Exactly as they appear, copy the lines of the listing from the one containing "Find the treeline" through the final line, both included, and nothing else.

··· GIVEN INFORMATION ···

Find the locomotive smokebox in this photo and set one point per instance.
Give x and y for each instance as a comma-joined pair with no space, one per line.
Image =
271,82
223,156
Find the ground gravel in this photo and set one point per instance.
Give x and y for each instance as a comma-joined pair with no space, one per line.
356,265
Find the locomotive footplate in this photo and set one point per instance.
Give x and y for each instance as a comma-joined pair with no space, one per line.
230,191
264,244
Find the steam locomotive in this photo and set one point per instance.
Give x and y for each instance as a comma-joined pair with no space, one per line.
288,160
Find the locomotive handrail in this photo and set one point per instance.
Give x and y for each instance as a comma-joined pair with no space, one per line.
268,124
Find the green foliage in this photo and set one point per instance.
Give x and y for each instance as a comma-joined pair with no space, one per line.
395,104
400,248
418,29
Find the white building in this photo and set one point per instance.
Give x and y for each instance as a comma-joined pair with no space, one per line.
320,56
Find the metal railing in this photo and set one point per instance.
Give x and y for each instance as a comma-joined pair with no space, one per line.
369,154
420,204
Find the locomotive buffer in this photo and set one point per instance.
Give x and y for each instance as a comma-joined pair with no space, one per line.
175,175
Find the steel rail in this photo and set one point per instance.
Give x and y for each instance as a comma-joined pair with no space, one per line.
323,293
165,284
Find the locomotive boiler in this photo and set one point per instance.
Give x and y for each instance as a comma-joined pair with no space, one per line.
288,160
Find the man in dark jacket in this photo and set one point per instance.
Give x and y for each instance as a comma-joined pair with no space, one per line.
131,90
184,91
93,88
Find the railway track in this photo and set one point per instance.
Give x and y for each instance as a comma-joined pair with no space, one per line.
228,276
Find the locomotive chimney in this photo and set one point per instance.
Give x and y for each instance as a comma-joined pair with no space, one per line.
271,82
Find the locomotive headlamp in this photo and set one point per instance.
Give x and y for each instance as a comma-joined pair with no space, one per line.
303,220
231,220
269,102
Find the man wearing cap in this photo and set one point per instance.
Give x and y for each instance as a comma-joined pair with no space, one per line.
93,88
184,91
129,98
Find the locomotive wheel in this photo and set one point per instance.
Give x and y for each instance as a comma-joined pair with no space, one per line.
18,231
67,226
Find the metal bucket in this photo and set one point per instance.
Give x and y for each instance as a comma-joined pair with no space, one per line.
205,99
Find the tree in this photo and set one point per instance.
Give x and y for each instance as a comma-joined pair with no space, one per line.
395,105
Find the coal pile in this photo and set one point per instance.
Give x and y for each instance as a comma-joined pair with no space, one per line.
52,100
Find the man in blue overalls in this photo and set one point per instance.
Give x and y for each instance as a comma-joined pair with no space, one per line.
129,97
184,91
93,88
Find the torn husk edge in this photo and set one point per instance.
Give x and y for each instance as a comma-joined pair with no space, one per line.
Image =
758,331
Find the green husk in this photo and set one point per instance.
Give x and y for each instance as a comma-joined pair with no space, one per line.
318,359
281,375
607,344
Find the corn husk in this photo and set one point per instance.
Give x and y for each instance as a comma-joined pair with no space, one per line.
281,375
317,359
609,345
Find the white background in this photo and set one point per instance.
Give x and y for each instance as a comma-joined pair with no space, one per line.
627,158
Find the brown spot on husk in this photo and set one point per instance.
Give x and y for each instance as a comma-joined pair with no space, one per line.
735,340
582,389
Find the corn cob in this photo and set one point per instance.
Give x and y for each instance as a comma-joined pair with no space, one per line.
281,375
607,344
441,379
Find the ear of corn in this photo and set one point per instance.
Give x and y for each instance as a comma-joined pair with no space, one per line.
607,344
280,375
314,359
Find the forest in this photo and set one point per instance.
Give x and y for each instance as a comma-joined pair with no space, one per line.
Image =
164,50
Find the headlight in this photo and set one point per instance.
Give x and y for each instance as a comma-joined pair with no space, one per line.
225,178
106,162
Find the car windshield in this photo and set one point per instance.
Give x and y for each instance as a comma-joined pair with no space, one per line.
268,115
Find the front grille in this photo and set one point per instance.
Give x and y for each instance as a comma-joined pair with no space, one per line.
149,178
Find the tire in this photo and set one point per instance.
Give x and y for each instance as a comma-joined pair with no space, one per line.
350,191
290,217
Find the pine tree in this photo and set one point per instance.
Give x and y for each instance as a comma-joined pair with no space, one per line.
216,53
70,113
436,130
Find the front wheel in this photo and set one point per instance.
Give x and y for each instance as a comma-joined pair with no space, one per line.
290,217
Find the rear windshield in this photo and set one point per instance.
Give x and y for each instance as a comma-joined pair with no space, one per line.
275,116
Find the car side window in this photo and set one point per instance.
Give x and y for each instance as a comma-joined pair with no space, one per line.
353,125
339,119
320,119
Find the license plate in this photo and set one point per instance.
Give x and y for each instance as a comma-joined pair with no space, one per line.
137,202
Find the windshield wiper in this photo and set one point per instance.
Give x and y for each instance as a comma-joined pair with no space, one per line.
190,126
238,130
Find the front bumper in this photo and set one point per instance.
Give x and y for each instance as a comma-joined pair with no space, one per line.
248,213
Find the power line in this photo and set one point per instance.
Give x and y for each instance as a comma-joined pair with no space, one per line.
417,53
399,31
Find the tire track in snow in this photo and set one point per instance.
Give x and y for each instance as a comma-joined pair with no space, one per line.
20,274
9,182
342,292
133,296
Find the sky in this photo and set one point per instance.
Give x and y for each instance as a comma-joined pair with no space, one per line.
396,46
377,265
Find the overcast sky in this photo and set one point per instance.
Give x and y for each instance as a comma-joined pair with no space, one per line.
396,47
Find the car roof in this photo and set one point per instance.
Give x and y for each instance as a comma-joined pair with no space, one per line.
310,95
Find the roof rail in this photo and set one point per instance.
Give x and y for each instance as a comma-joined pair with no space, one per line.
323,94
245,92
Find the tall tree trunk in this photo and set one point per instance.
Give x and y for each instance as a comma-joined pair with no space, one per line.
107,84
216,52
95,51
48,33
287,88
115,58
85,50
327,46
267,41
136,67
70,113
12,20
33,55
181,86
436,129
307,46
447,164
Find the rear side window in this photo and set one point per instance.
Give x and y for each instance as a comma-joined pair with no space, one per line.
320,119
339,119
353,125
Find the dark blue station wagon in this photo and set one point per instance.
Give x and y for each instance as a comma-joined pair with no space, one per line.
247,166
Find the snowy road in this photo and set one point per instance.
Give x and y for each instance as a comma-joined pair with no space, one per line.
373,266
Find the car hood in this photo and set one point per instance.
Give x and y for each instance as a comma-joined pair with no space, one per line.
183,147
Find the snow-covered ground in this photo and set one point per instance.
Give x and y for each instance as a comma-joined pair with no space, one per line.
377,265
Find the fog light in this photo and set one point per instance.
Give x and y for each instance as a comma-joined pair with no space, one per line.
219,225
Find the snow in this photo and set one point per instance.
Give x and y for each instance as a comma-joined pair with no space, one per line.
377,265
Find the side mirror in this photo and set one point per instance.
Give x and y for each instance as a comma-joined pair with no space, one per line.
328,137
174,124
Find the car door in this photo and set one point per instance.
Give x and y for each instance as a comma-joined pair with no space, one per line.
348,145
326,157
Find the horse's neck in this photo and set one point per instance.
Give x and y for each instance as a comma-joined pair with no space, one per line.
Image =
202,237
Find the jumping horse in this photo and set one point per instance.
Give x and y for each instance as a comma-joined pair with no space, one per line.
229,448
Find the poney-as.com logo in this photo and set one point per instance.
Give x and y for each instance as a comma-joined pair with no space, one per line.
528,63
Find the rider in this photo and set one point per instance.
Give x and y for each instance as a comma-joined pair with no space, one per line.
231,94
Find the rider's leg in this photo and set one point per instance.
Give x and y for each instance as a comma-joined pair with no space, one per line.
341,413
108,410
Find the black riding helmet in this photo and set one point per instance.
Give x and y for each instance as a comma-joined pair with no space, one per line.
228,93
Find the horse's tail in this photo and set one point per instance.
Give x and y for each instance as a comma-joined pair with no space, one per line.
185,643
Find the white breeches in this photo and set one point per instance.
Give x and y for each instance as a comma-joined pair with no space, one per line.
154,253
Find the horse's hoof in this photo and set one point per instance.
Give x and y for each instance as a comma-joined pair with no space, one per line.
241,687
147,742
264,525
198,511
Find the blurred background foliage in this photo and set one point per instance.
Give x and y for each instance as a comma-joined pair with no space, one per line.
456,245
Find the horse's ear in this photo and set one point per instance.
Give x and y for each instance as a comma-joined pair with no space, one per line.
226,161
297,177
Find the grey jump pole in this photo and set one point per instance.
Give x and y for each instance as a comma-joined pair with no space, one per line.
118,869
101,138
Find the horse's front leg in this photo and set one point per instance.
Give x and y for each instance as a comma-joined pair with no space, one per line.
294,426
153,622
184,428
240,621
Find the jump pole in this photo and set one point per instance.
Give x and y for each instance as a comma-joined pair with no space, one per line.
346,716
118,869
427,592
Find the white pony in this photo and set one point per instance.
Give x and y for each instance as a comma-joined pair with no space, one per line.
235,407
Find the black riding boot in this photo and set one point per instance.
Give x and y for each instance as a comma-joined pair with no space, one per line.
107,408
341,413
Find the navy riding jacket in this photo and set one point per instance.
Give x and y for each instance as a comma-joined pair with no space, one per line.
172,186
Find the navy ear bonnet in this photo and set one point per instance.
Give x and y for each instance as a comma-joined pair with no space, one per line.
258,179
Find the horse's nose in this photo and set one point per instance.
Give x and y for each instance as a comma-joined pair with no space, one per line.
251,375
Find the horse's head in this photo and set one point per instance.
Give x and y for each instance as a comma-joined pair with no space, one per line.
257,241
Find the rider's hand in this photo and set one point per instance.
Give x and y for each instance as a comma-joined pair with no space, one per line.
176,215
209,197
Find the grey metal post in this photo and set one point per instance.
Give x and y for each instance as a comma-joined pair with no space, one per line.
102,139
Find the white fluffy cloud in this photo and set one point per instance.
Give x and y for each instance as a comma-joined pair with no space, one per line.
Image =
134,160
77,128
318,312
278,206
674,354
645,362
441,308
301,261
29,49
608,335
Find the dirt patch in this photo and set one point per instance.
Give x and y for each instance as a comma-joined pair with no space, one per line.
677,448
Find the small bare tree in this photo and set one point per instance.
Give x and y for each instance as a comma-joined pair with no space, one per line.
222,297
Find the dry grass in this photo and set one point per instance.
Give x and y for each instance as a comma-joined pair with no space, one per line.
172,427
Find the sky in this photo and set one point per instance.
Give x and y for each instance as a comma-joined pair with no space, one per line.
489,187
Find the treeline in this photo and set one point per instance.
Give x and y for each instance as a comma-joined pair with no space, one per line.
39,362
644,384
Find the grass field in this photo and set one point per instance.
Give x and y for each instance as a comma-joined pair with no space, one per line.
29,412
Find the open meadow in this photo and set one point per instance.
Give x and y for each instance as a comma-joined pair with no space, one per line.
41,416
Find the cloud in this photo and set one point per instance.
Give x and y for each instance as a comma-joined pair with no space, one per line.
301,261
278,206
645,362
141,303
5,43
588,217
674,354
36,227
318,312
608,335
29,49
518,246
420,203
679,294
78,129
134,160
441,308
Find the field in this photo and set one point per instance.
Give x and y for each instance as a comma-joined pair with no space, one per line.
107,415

···

ANSWER TO THIS TASK –
Find the treeline in this photo and set one point per instance.
Give x and y for each instance as a comma-joined pair with no space, one per line.
39,362
644,384
Find the grass field in this photo and set one point per instance.
Give x and y for each instance as a comma-joined pair with no space, one per line.
29,412
Find the open meadow in this photo and set one point per instance.
Give x and y for each instance as a comma-joined pair with no space, one per line.
41,416
Find the cloud in this photo and set one point per instance.
Give x and y for each instance as a comma-joined pair with no space, one per line.
301,261
278,206
645,362
141,303
5,43
588,217
674,354
36,227
318,312
608,335
29,49
518,246
420,203
679,294
78,129
134,160
441,308
Find the field in this photo and set one point per instance.
Give x and y for each instance as a comma-joined pair with no space, one per line.
107,415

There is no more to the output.